*Text block*.
↓
Just as in the 1950s, the 3D fad is fading, with the number of films falling from 47 in 2011 to 33 this year
It was the format whose revival in James Cameron’s $237-million budget Avatar brought crowds flocking back to the cinemas, but 3D film is already losing its appeal, pushed out of the picture by low-cost, British-made blockbusters like The King’s Speech.
Despite a record 47 films released in 3D last year, including the final Harry Potter and the latest in the Transformers franchise, box-office receipts for the format fell £7-million to £230-million, reducing its share of total ticket sales from 24% to 20%.
The Lion King‘s re-release in 3D failed to impress, as did Kung Fu Panda 2, with half its audiences opting to see it in two dimensions. As a result, the average takings per 3D film slumped from £8.5-million in 2010, when there were just 28 in the genre, to £4.9-million, according to a report by research firm Enders Analysis.
Novelty wearing off
“A few years ago people went to 3D films just to see what it was like,” said the report’s author, Alice Enders. “That period of experimentation is over. The reality has set in and the momentum has gone. The recession is a factor and families are pushing back against 3D.”
With 3D tickets costing on average 30% more than other films, and with the added cost of glasses, which small children and those who wear contact lenses and spectacles often find uncomfortable, the format is losing its lustre. The biggest-grossing film of 2011, Harry Potter and the Deathly Hallows Part 2, was released in both formats but took just 48% of its box-office income from 3D screenings, suggesting that the JK Rowling generation, now starting university or battling for jobs, are feeling the pinch.
Home-grown hits enjoyed a record year, taking the second and third slots at the UK box office, in a triumph of storytelling over digital technology. Colin Firth’s Oscar-winning turn as King George VI helped The King’s Speech into second place with £46-million, while adolescent comedy TV series turned feature film The Inbetweeners Movie netted £45-million. The King’s Speech was made on an estimated budget of £9.5-million, The Inbetweeners Movie on only £3.5-million..
↑
*Jobs*.
• 1. Translate this sentence from the 3D film article into Spanish: "That period of experimentation is over."
• 2. Reproduce the 3D film article word for word, between "Just as in the" and "24% to 20%.", inclusive.

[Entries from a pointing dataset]
↓
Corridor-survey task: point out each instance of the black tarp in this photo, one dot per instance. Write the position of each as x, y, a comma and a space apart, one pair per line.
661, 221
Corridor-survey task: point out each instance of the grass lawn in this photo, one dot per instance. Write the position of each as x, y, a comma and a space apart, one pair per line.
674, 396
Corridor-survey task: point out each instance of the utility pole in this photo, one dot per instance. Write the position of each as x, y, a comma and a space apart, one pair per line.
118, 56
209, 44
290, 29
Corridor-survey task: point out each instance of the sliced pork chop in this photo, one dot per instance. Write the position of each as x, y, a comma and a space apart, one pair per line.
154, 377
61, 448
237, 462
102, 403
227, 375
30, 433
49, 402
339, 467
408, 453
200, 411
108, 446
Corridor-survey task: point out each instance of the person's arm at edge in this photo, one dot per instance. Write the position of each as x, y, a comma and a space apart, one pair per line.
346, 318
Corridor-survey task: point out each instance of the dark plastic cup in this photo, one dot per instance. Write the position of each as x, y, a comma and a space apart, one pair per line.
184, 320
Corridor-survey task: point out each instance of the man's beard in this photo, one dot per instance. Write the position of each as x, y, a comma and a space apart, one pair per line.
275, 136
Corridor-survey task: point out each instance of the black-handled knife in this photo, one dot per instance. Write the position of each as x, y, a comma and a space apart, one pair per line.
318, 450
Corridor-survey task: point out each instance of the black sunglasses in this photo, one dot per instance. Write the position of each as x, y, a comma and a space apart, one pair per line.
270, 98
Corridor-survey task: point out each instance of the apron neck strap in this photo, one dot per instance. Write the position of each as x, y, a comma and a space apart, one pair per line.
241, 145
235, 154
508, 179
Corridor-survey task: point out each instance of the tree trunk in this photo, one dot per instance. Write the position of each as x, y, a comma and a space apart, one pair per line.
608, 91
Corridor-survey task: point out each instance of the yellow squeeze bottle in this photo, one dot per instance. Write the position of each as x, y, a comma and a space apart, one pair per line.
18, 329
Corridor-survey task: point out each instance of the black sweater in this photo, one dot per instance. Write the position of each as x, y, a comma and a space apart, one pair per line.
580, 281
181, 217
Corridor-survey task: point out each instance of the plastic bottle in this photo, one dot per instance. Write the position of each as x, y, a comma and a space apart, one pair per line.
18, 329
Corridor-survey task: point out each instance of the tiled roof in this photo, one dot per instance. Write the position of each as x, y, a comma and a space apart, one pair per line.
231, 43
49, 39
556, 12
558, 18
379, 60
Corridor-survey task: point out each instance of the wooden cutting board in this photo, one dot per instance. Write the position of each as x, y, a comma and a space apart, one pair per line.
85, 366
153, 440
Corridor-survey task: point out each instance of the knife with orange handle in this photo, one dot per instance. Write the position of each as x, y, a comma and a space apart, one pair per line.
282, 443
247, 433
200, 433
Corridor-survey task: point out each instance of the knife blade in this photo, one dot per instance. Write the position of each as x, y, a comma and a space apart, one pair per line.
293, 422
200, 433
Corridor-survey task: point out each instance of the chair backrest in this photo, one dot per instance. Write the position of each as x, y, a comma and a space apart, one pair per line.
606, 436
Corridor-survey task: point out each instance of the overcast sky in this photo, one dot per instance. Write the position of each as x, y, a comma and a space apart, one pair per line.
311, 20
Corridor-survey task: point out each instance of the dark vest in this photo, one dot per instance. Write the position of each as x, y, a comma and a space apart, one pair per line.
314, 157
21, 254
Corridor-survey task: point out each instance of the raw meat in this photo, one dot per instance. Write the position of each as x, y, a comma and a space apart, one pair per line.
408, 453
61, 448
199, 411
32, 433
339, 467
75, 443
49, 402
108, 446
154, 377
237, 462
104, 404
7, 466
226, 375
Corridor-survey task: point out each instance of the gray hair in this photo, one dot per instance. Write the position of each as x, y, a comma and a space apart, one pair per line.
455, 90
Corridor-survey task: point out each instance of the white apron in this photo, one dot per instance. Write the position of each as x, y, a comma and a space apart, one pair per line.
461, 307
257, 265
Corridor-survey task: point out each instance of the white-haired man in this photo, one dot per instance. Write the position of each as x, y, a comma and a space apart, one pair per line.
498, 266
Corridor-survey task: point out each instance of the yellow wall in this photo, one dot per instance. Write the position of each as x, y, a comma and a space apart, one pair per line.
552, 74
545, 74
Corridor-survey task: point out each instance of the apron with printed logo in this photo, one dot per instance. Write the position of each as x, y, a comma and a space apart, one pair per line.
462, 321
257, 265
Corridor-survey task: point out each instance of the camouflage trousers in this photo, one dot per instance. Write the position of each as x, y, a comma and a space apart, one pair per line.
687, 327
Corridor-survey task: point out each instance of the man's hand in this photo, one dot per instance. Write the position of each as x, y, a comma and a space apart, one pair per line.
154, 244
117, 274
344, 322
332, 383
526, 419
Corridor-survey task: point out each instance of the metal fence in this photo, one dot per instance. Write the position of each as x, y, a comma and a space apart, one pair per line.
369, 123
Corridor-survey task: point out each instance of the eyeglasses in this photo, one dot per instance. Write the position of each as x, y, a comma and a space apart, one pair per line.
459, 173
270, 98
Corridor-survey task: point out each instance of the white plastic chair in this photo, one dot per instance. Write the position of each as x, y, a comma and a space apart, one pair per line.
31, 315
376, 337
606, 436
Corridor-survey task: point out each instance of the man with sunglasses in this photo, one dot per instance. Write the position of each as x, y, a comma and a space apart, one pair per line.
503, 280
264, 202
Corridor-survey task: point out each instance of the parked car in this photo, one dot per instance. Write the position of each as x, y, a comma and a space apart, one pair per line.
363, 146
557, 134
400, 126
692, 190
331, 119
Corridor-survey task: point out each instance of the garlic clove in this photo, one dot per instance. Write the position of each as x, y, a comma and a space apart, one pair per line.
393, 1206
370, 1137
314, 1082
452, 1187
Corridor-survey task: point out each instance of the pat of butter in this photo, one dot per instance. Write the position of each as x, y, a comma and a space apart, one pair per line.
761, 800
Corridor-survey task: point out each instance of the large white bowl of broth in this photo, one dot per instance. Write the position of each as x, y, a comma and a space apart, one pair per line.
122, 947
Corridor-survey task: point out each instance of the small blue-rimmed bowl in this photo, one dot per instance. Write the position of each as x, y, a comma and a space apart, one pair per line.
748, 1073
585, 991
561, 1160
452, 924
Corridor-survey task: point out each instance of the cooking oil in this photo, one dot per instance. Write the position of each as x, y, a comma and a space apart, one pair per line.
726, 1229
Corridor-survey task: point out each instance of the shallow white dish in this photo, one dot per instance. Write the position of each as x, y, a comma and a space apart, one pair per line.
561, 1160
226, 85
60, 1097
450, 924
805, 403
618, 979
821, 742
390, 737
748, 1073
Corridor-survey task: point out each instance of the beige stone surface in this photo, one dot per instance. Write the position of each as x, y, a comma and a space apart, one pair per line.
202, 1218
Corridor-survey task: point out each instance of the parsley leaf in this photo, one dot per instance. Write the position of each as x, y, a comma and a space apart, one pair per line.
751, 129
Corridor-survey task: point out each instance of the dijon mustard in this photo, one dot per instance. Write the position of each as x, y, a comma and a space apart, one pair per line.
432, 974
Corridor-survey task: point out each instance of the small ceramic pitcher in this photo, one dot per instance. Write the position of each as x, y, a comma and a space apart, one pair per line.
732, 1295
↑
*Exercise solutions*.
• 1. Ese período de experimentación ha terminado.

• 2.
Just as in the 1950s, the 3D fad is fading, with the number of films falling from 47 in 2011 to 33 this year
It was the format whose revival in James Cameron’s $237-million budget Avatar brought crowds flocking back to the cinemas, but 3D film is already losing its appeal, pushed out of the picture by low-cost, British-made blockbusters like The King’s Speech.
Despite a record 47 films released in 3D last year, including the final Harry Potter and the latest in the Transformers franchise, box-office receipts for the format fell £7-million to £230-million, reducing its share of total ticket sales from 24% to 20%.